▶ [QUOTED TEXT]
• • •

It is also important to remember that when an object’s speed increases, its size decreases and its mass increases. This is something we can observe in practice.
Thus, the mass discrepancy may not indicate a flaw in the fractal principle, but rather that existing methods for estimating the mass of macroobjects do not fully account for the complex internal dynamics of wave structures predicted by this theory.
Thus, the proposed model is an internally consistent system that:
- Gives calculated values for the masses, sizes and charge of elementary particles from unified principles.
- Offers a physical explanation for discrepancies with experiment through structural features of measurement standards.
- Demonstrates predictive power through the example of fractal scaling.
- Provides a qualitative explanation for a wide range of phenomena, from the nature of fundamental forces to dark matter and quantum entanglement.
This work does not claim to be complete, but offers a new, intuitively clearer direction for thinking about the unity of physical laws, linking the microcosm and macrocosm through the universal principles of waves, resonance, and fractality.

• • •

▶ [PROBLEM SET]
1/ List each thing the passage on the fractal model says the proposed model does, as given in its bulleted list.
2/ According to the passage on the fractal model, why might the mass discrepancy not point to a flaw in the fractal principle?
The dataset excerpt plays no role here.

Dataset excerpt
• • •

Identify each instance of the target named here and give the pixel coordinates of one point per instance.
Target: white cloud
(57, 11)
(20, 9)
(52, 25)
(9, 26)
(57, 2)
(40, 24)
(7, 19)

• • •

▶ [THE RESPONSES]
1/
- It gives calculated values for the masses, sizes and charge of elementary particles from unified principles.
- It offers a physical explanation for discrepancies with experiment through structural features of measurement standards.
- It demonstrates predictive power through the example of fractal scaling.
- It provides a qualitative explanation for a wide range of phenomena, from the nature of fundamental forces to dark matter and quantum entanglement.

2/ Existing methods for estimating the mass of macroobjects may not fully account for the complex internal dynamics of the wave structures that the theory predicts. The discrepancy could therefore come from those estimation methods rather than from the principle itself.